Reading passage ->
================

Processing semi-structured data with Google BigQuery

Sourabh Jain
5 min readJan 12, 2022

--

Processing semi-structured data with BigQuery

While structured data forms a major portion of the organisations data storage, processing and analytical requirements, semi-structured data like JSON are increasingly being used by the organisations for various use cases. Often you would see that RDBMS(MySQL, Postgre, SQL Server etc) being used for storing and processing structured data and NoSQL databases(MongoDB,Cassandra etc) being recommended for semi-structured data. This often leads to. multiple challenges for the organisations:

  1. Managing multiple tools and platforms.
  2. Building teams will different skills.
  3. Data isolation in different technologies and then adding workloads to combine these datasets.

BigQuery is google cloud’s data warehouse offering that supports storage and processing of both structured and semi-structured data at scale. It even supports ingestion of real time data at scale of millions per second into BigQuery. For this story, we would look into following areas :

  1. Load semi-structured data into BigQuery with constantly changing schemas.
  2. Update nested json’s into BigQuery.
  3. Generate dynamic SQLs to do the updates in BigQuery.

The code repo can be found here load_bigquery .

Let’s start!!

NOTE: BigQuery supports newline JSON delimited files.

We will first load a normal json file which doesn’t have any nested structures.

{“id”: 1,”name”: “Sourabh”,”company”: “company-A”}
{“id”: 2,”name”: “Vikram”,”company”: “company-B”}
{“id”: 3,”name”: “Sahil”,”company”: “company-C”}
{“id”: 4,”name”: “Gaurav”,”company”: “company-D”}
{“id”: 5,”name”: “Hardik”,”company”: “company-E”}

We have uploaded this file “json_data_raw_1.json” into GCS bucket first and then we will load it into BigQuery. The URL is gs://bigquery_json_processing/json_data_raw_1.json

Now we need to load the data into BigQuery. Please execute the command via the cloud shell or any authenticated terminal.

!bq load --source_format NEWLINE_DELIMITED_JSON --autodetect \
--ignore_unknown_values sourabhjainceanalytics:demo.customer gs://bigquery_json_processing/json_data_raw_1.json

A simple load. Let’s validate the data.

================

Exercise brief -> Reproduce the part of the BigQuery article that begins at the words "BigQuery is google" and stops after the words "updates in BigQuery.".

================

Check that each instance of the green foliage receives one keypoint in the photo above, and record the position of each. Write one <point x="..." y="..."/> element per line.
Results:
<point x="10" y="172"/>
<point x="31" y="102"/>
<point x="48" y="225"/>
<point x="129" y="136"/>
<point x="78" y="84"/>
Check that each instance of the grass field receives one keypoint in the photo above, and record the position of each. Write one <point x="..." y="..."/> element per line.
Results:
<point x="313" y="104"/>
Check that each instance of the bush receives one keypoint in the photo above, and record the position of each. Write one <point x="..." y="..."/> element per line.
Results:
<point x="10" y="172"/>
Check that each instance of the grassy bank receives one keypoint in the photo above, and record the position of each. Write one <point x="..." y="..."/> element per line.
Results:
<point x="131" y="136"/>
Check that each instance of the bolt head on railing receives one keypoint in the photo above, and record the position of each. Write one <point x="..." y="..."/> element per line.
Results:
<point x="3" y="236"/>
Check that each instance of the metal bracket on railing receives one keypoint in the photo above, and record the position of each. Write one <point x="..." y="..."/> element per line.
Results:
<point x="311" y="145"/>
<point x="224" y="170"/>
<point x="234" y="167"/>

================

Task result ->
BigQuery is google cloud’s data warehouse offering that supports storage and processing of both structured and semi-structured data at scale. It even supports ingestion of real time data at scale of millions per second into BigQuery. For this story, we would look into following areas :

  1. Load semi-structured data into BigQuery with constantly changing schemas.
  2. Update nested json’s into BigQuery.
  3. Generate dynamic SQLs to do the updates in BigQuery.